Фрагмент текста.
+---+

Близко знавшая М. В. Фрунзе старейшая большевичка Ольга Афанасьевна Варенцова, вспоминая о нем, рассказывала, что, несмотря на молодость, он поражал всех размахом своих мыслей и поступков и всегда и во всем проводил линию Ленина, линию большевиков: она так гармонировала с его боевой натурой, его кипучей энергией, его революционной страстью к борьбе!
Полиция вела за ним долгую, но безуспешную охоту. И лишь вследствие роковой случайности наткнулась на него во время ареста на одной из конспиративных квартир. Когда полицейские ворвались в квартиру, Фрунзе держал в каждой руке по маузеру и хотел отстреливаться. Но в квартире были маленькие дети, и он сдался без боя, чтобы не погубить детей.
Весть об аресте товарища «Арсения» мгновенно облетела город.
На фабриках раздались гудки, рабочие прервали работу и огромной толпой кинулись к тюрьме, требуя освободить «Арсения».
Местный исправник, видя, что дело может для него обернуться плохо, успокоил толпу, пообещав, что «Арсений» будет освобожден. Но обещание это было лишь лживой уловкой, чтоб выиграть время и отправить Фрунзе во Владимирскую тюрьму.
Для сопровождения арестованного исправник вызвал роту солдат. Подумать только: целая рота, сверкая штыками, вела одного человека! Но этот человек был Фрунзе!

+---+

Входные данные.

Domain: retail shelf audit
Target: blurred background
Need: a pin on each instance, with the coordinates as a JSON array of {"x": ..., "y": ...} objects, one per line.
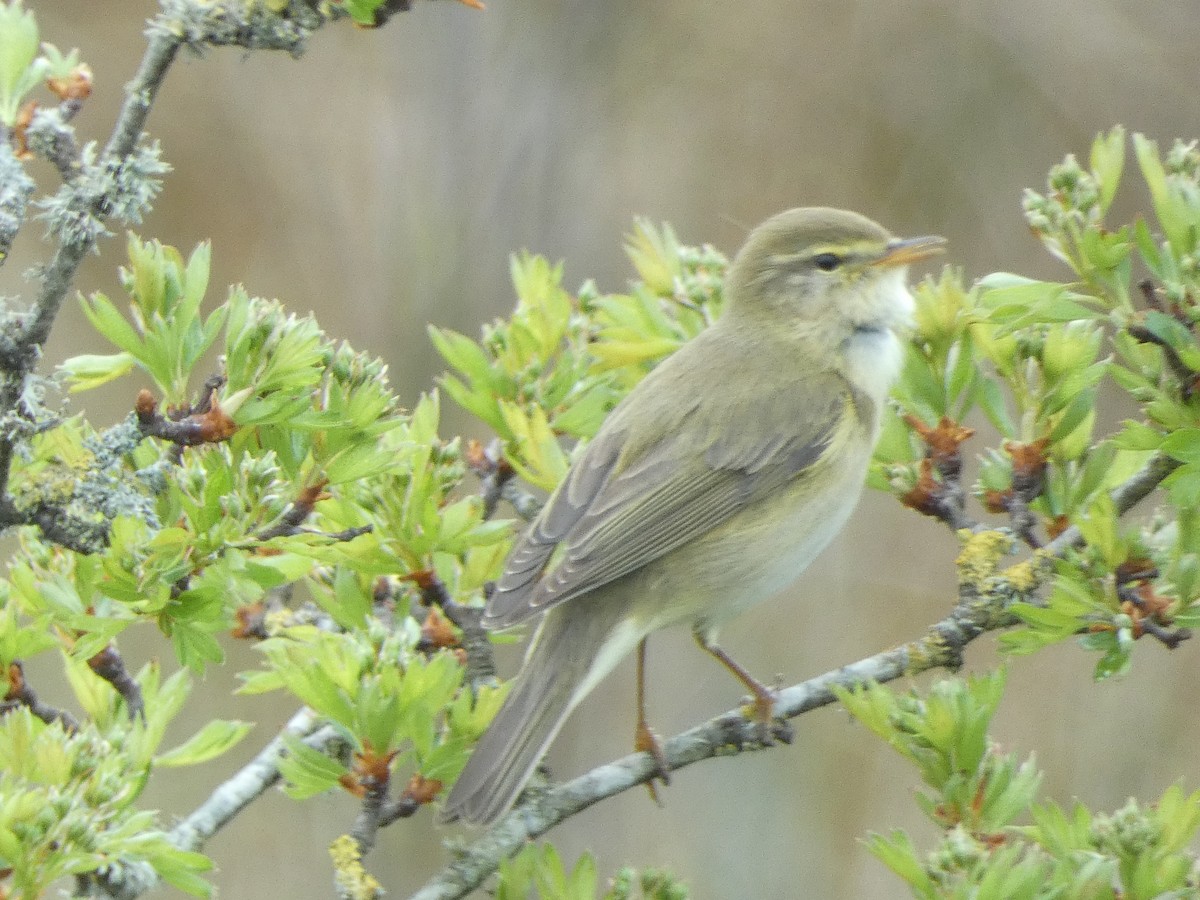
[{"x": 383, "y": 180}]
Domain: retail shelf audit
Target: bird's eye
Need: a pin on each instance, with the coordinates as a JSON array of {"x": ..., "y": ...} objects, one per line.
[{"x": 827, "y": 262}]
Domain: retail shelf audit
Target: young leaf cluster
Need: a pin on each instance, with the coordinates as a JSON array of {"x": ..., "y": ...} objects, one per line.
[
  {"x": 555, "y": 369},
  {"x": 978, "y": 796},
  {"x": 539, "y": 871},
  {"x": 1036, "y": 359}
]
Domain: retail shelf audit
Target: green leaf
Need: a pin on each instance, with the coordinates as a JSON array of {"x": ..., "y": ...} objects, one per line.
[
  {"x": 1175, "y": 216},
  {"x": 307, "y": 772},
  {"x": 89, "y": 371},
  {"x": 208, "y": 743},
  {"x": 1183, "y": 445},
  {"x": 21, "y": 71},
  {"x": 1108, "y": 162}
]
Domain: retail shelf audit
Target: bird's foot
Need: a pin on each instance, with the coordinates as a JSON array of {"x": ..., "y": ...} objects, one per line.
[
  {"x": 646, "y": 741},
  {"x": 761, "y": 711}
]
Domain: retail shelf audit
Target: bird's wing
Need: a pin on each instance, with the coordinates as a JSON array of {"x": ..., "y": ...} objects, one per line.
[{"x": 613, "y": 514}]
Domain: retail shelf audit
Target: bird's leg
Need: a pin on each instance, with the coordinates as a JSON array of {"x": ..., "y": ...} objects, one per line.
[
  {"x": 645, "y": 739},
  {"x": 763, "y": 697}
]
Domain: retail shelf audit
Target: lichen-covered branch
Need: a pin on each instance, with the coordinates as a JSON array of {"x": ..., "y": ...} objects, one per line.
[{"x": 985, "y": 594}]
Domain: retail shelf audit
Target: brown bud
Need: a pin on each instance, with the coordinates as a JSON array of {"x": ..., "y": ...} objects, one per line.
[
  {"x": 437, "y": 631},
  {"x": 75, "y": 85},
  {"x": 423, "y": 790},
  {"x": 145, "y": 406}
]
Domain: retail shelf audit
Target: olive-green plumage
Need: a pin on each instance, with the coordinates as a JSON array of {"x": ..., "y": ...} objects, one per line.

+---+

Задания к упражнению.
1. Кого, согласно тексту об аресте Фрунзе, исправник вызвал для сопровождения арестованного?
2. Укажите только число строк, в которых встречается строка «bird».

Письменные ответы.
1. Роту солдат.

2. 4